- SUPPLIED PASSAGE -
◆ ◆ ◆ ◆ ◆

Object detection explainability

caglayantuna commented 5 months ago

Module

Attributions Methods

Current Behavior

Dear Deel-ai team,

Thanks for this library, it is very well structured and very educative. However, I have 2 questions or problems when I use your library.

1- When I run OD notebook, it takes more than 40 minutes. Processing time is very long especially for Occlusion and Rise methods. Is it normal?

2- I am trying to apply your attribution methods with my Ultralytics Yolov5 model. Unfortunately, I get a "grad_fn" error when I apply gradient-based methods such as Saliency. With gradient-free methods such as Occlusion, it is very long as Colab notebook and I couldn't get any meaningful result for now. I checked on similar issue #157 but I couldn't find a solution. Do you have any experience with these models?

Expected Behavior

It would be nice to run attribution methods for ultralytics OD models without any problem.

Version

1.3.3

Environment

- OS: Windows
- Python version: 3.12
- Tensorflow version: 2.16.1
- Packages used version:

Relevant log output

RuntimeError                              Traceback (most recent call last)
Cell In[17], line 7
      5 for i in range(1):
      6   torch.cuda.empty_cache()
----> 7   explanation = explainer.explain(processed_tf_inputs, man_bounding_box)

File ~\AppData\Roaming\Python\Python312\site-packages\xplique\attributions\base.py:32, in sanitize_input_output.<locals>.sanitize(self, inputs, targets, *args)
     30 inputs, targets = tensor_sanitize(inputs, targets)
     31 # then enter the explanation function
---> 32 return explanation_method(self, inputs, targets, *args)

File ~\AppData\Roaming\Python\Python312\site-packages\xplique\attributions\base.py:221, in WhiteBoxExplainer._harmonize_channel_dimension.<locals>.explain(self, inputs, targets)
    196 def explain(self,
    197             inputs: Union[tf.data.Dataset, tf.Tensor, np.array],
    198             targets: Optional[Union[tf.Tensor, np.array]] = None) -> tf.Tensor:
    199     """

◆ ◆ ◆ ◆ ◆

- RECORDED INFORMATION -
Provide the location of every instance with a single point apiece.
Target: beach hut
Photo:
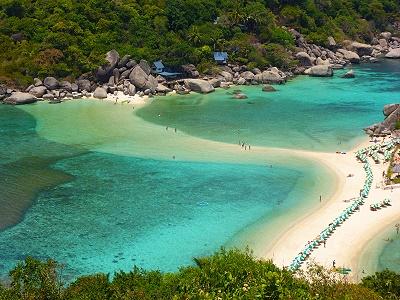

◆ ◆ ◆ ◆ ◆

- TASKS AND EXERCISES -
1) Answer these questions from the object detection issue:
(a) Which two methods does the author single out as especially slow?
(b) What kind of error appears when gradient-based methods such as Saliency are applied?
(c) Which Tensorflow version is listed?
2) Write out the object detection issue from "Current Behavior" to "with these models?".
3) Carry on the object detection issue from the point where it stops.
The material is separate from the object detection issue.

- ANSWERS TO THE EXERCISE -
1)
(a) Occlusion and Rise
(b) A "grad_fn" error
(c) 2.16.1

2)
Current Behavior

Dear Deel-ai team,

Thanks for this library, it is very well structured and very educative. However, I have 2 questions or problems when I use your library.

1- When I run OD notebook, it takes more than 40 minutes. Processing time is very long especially for Occlusion and Rise methods. Is it normal?

2- I am trying to apply your attribution methods with my Ultralytics Yolov5 model. Unfortunately, I get a "grad_fn" error when I apply gradient-based methods such as Saliency. With gradient-free methods such as Occlusion, it is very long as Colab notebook and I couldn't get any meaningful result for now. I checked on similar issue #157 but I couldn't find a solution. Do you have any experience with these models?

3)
    200     Compute the explanations of the given inputs.
    201     Accept Tensor, numpy array or tf.data.Dataset (in that case targets is None)
   (...)
    219         Explanation generated by the method.
    220     """
--> 221     explanations = explain_method(self, inputs, targets)
    223     if len(explanations.shape) == 3 and len(inputs.shape) == 4:
    224         explanations = tf.expand_dims(explanations, axis=-1)
...
    272     allow_unreachable=True,
    273     accumulate_grad=True,
    274 )

RuntimeError: element 0 of tensors does not require grad and does not have a grad_fn

To Reproduce


from xplique.attributions import (Saliency, GradientInput, IntegratedGradients, SmoothGrad, VarGrad, SquareGrad,
                                  Occlusion, Rise, SobolAttributionMethod, HsicAttributionMethod)
from xplique.wrappers import TorchWrapper
import torch
import torch.nn as nn
from xplique.attributions import HsicAttributionMethod, Occlusion, Saliency

class ModelWrapper(torch.nn.Module):
    # WARNING: `torch.nn.Module` specific to pytorch
    # `tf.keras.Model` instead for tensorflow models

    def __init__(self, model):
        super(ModelWrapper, self).__init__()
        self.model = model.eval()

    #def __call__(self, torch_inputs):
    #    # this method should change depending on the model
    #    predictions = self.model(torch_inputs)
    #    return torch.stack([self.format_predictions(pred) for pred in predictions], dim=0)

    def __call__(self, torch_inputs):
        predictions = self.model(torch_inputs)
        result = self.model(torch_inputs)
        print("Predictions shape before NMS:", result[0].shape)
        predictions = non_max_suppression(result, 0.25)[0]
        #predictions = self.transform_input(predictions)
        return torch.stack([self.format_predictions(pred) for pred in [predictions]], dim=0)

    def format_predictions(self, predictions):
        # format prediction for them to match Xplique object detection operator
        # a single tensor of shape (nb_boxes, 4 + 1 + nb_classes)
        # box coordinates defined by (x1, y1, x2, y2) respectively (left, bottom, right, top).
        return torch.cat([predictions[:,:4],
                          predictions[:, 5].unsqueeze(dim=1),
                          # WARNING ! The user should use the class logits and not ones
                          torch.ones((predictions[:, 5].shape[0], 1)).to(predictions[:, 5].device)],
                         dim=1)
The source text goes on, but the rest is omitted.